(Stored data)
########

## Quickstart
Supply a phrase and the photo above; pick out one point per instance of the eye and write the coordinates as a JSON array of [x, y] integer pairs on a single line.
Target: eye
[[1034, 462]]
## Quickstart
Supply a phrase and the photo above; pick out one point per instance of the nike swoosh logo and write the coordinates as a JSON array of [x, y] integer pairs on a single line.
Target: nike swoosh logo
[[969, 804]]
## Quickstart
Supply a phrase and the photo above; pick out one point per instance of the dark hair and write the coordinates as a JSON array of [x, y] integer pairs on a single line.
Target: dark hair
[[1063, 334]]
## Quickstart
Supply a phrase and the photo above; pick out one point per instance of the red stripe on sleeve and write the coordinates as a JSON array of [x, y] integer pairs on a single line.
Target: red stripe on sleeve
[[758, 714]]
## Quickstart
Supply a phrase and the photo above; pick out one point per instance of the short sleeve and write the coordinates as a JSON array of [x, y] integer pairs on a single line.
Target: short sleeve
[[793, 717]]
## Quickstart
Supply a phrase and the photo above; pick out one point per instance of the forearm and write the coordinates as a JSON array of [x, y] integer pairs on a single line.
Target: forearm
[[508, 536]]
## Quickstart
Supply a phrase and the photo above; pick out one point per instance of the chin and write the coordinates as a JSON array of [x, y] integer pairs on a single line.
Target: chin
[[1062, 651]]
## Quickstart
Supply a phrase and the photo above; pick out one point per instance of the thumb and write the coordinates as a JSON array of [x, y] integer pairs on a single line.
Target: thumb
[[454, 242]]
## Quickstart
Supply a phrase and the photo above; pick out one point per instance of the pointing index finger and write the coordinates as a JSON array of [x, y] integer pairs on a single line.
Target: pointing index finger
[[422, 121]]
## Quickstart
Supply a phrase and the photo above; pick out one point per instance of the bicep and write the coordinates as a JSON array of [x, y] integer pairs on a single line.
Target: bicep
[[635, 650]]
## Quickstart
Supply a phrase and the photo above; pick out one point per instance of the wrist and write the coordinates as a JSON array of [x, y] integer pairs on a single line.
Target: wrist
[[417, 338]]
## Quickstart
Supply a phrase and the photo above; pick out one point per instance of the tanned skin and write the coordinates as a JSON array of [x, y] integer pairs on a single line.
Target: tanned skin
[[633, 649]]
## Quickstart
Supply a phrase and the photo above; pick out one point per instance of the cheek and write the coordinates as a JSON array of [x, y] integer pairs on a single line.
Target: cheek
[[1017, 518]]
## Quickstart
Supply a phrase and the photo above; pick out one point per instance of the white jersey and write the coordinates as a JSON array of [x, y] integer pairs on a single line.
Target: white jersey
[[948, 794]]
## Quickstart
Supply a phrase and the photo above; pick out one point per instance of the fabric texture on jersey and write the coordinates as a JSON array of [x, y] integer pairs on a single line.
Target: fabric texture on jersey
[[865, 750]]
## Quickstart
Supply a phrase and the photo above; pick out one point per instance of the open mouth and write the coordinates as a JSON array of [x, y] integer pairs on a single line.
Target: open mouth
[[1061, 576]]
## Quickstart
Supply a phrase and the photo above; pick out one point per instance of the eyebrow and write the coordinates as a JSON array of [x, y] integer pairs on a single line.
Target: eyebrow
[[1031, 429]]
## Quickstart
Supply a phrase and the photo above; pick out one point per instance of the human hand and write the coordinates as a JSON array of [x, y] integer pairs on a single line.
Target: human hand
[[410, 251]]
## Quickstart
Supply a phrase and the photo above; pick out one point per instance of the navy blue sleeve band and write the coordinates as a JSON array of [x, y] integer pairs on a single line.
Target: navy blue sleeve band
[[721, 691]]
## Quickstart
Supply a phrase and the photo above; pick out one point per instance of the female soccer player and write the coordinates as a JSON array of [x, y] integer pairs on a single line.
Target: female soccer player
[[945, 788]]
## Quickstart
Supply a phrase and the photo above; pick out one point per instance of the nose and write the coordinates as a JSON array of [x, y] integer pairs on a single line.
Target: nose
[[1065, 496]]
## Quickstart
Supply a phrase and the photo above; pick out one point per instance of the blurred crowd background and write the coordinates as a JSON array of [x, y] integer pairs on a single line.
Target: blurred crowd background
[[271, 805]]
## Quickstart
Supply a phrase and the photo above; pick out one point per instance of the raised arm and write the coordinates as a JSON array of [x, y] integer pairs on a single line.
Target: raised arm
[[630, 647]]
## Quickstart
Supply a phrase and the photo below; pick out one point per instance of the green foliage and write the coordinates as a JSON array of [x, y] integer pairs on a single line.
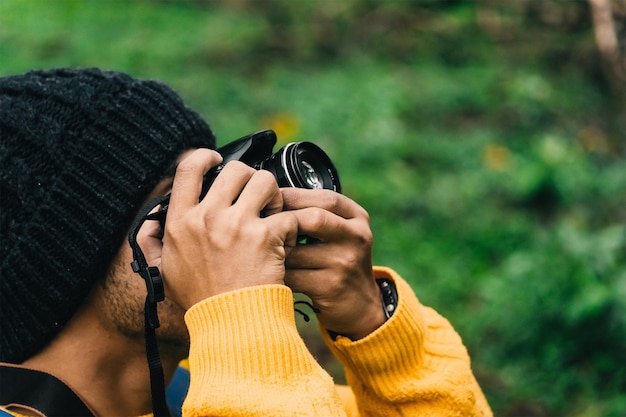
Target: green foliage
[[478, 135]]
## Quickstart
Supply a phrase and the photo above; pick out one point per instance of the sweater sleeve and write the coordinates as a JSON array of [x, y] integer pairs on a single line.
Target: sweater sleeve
[[247, 358], [415, 364]]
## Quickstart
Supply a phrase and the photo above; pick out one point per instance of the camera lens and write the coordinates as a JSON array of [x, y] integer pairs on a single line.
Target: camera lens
[[303, 165]]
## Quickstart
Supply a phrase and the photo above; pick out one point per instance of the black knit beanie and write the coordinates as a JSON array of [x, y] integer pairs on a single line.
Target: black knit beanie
[[80, 150]]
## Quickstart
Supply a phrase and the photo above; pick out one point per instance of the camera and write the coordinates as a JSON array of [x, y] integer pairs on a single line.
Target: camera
[[297, 164]]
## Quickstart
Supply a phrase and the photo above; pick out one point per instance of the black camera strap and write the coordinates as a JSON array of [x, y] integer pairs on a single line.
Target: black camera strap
[[156, 293]]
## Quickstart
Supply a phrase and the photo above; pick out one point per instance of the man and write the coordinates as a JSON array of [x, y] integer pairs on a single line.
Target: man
[[81, 152]]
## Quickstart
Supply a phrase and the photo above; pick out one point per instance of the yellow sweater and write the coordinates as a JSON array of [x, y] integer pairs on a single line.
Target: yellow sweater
[[247, 359]]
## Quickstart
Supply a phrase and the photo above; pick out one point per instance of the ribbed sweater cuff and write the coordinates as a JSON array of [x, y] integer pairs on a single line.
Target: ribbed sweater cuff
[[247, 358], [249, 333], [392, 349]]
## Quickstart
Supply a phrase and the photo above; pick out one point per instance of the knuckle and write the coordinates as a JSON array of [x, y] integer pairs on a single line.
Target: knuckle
[[316, 217]]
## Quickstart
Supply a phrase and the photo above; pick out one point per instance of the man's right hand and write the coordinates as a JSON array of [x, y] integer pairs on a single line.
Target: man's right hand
[[223, 242]]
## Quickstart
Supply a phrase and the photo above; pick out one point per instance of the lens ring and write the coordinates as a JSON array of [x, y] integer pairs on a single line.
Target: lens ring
[[293, 159]]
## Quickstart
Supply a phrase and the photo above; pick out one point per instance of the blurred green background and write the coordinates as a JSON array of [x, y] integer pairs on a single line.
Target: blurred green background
[[485, 138]]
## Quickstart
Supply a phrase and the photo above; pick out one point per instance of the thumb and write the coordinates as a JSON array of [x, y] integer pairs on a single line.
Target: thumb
[[149, 239]]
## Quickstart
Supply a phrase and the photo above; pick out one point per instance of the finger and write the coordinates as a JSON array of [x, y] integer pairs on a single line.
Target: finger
[[284, 226], [149, 240], [229, 184], [189, 176], [298, 198], [322, 224], [317, 256], [261, 193]]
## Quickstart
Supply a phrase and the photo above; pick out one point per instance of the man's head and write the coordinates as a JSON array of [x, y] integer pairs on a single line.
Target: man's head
[[80, 150]]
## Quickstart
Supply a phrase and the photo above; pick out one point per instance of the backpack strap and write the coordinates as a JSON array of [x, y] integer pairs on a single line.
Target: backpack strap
[[40, 391]]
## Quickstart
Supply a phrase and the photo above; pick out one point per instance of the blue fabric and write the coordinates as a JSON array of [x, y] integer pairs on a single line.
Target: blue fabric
[[176, 391]]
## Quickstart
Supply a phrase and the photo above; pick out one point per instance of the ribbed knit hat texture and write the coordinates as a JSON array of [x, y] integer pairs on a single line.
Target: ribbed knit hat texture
[[80, 150]]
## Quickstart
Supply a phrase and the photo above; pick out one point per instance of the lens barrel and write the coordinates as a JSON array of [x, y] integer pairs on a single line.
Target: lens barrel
[[302, 165]]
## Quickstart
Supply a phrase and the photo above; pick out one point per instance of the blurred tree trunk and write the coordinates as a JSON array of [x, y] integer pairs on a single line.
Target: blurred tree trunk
[[604, 13]]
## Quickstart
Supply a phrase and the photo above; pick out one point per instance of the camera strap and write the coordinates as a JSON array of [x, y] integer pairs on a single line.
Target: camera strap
[[156, 293]]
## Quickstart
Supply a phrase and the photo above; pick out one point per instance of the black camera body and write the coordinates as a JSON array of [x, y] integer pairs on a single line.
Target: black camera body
[[297, 164]]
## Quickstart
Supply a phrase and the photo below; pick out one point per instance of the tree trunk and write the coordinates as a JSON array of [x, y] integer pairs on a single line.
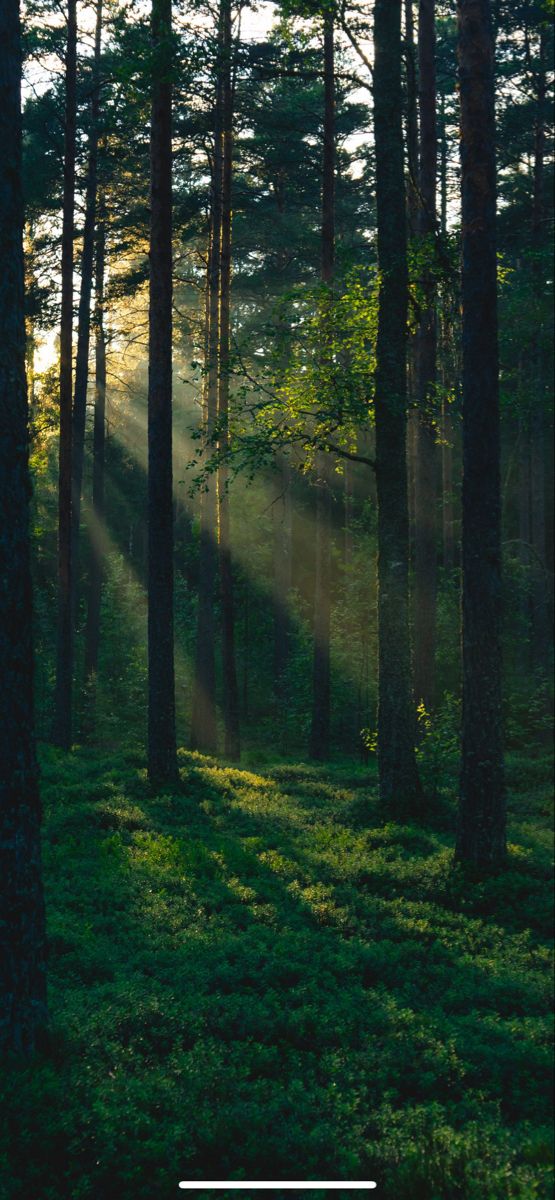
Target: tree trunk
[[481, 840], [541, 624], [161, 688], [203, 721], [231, 691], [83, 328], [22, 913], [322, 607], [447, 489], [399, 786], [282, 579], [99, 456], [425, 479], [63, 708], [411, 117]]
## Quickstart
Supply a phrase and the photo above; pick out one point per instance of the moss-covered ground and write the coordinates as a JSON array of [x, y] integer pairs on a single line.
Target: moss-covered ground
[[255, 977]]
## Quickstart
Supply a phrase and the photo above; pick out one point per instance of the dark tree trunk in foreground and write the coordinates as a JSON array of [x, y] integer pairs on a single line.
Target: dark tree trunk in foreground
[[63, 714], [203, 723], [542, 639], [22, 916], [425, 479], [99, 456], [322, 609], [282, 577], [231, 691], [161, 691], [481, 839], [83, 328], [399, 786]]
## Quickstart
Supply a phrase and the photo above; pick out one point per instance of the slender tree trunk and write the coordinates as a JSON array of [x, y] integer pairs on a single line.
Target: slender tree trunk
[[412, 216], [447, 429], [399, 786], [63, 708], [83, 329], [541, 625], [161, 707], [231, 691], [447, 489], [22, 915], [322, 606], [203, 721], [481, 840], [282, 579], [99, 459], [425, 481], [411, 117]]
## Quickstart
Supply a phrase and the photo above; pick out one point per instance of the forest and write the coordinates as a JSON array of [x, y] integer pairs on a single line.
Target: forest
[[276, 598]]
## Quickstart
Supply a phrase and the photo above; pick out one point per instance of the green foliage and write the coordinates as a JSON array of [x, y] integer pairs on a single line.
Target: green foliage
[[248, 981]]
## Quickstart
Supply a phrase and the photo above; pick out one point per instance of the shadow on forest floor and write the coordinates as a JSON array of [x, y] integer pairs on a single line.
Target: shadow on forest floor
[[248, 981]]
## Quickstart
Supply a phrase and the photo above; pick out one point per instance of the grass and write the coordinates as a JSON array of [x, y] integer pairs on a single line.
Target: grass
[[255, 977]]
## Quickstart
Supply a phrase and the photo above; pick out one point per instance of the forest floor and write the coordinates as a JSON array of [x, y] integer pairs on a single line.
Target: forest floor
[[255, 977]]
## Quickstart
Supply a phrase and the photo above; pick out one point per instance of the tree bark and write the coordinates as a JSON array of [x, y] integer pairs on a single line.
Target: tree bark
[[161, 687], [282, 575], [425, 479], [22, 913], [63, 706], [539, 589], [322, 605], [83, 327], [99, 460], [231, 691], [399, 785], [481, 840], [203, 721]]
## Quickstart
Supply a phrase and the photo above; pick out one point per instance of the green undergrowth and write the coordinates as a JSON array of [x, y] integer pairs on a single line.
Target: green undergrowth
[[254, 977]]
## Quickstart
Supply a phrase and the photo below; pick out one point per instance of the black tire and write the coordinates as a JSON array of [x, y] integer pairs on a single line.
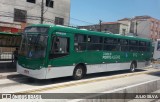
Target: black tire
[[78, 72], [132, 67]]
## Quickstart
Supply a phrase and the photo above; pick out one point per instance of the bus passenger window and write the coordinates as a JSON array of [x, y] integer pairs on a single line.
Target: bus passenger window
[[60, 47]]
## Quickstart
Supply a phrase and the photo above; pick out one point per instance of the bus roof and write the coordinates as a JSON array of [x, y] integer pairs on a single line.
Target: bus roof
[[9, 34], [88, 32]]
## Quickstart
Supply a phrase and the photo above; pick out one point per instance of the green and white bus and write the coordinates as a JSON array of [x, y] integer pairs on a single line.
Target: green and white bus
[[52, 51]]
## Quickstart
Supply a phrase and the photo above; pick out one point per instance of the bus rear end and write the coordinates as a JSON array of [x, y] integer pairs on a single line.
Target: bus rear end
[[32, 54]]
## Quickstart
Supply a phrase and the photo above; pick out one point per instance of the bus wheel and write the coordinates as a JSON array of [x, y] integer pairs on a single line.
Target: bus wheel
[[132, 67], [78, 72]]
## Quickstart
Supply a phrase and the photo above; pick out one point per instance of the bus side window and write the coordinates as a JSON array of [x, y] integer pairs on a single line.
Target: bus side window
[[60, 47], [80, 42]]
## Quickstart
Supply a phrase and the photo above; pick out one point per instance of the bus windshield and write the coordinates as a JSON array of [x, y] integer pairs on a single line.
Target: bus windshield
[[33, 45]]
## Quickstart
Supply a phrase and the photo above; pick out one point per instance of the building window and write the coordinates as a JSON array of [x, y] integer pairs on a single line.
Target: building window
[[20, 15], [59, 21], [31, 1], [49, 3]]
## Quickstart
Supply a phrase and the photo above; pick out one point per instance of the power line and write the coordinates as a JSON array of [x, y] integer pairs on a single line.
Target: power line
[[48, 11]]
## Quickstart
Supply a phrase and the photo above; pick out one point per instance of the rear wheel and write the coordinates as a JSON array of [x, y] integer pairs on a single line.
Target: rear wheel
[[78, 72], [132, 67]]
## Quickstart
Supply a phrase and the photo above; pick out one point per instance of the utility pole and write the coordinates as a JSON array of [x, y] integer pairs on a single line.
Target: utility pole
[[136, 28], [100, 25], [42, 11]]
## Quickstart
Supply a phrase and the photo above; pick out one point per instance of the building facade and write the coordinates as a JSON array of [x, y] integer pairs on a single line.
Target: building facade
[[111, 27], [143, 26], [16, 14]]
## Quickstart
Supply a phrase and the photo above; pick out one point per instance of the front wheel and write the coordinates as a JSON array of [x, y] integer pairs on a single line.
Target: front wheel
[[78, 72], [132, 67]]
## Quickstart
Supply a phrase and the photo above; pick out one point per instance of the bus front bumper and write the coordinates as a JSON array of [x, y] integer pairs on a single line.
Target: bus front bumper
[[37, 74]]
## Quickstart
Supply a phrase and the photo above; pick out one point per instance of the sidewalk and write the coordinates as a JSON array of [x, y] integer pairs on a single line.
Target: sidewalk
[[7, 70]]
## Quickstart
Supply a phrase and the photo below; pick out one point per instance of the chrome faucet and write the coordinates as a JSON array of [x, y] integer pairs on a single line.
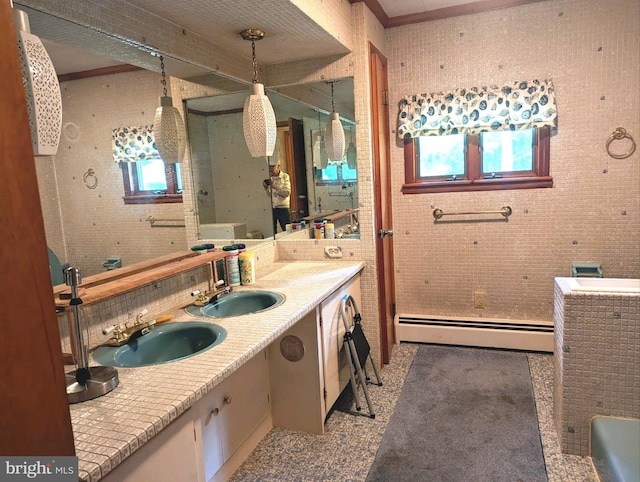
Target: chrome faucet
[[205, 297], [122, 333]]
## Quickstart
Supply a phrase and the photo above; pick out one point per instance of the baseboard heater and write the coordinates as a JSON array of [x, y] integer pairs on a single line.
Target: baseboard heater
[[482, 332]]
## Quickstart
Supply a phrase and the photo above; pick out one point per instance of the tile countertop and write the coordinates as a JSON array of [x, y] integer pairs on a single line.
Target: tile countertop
[[110, 428]]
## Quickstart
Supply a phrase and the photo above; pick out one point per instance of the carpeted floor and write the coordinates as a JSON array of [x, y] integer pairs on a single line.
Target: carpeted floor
[[347, 450], [464, 414]]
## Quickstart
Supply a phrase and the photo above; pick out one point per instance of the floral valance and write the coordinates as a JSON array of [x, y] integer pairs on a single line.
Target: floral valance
[[515, 106], [132, 144]]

########

→ What is asked
Reproduce the data above without any change, beginning with its first line and stopping after the line that has "[[969, 804]]".

→ Reply
## Quickstart
Supply a phrase and the photo above; pick out one point per instance of the eye and write the coordinates as a JSON array of [x, y] integer pairs on a single line.
Target: eye
[[1034, 462]]
## Quickstart
Supply a phrase and the photo above; pick out one point per instance of the nike swoosh logo and write the coordinates as a JSON array of [x, y] integer pairs on a single line.
Target: nike swoosh logo
[[969, 804]]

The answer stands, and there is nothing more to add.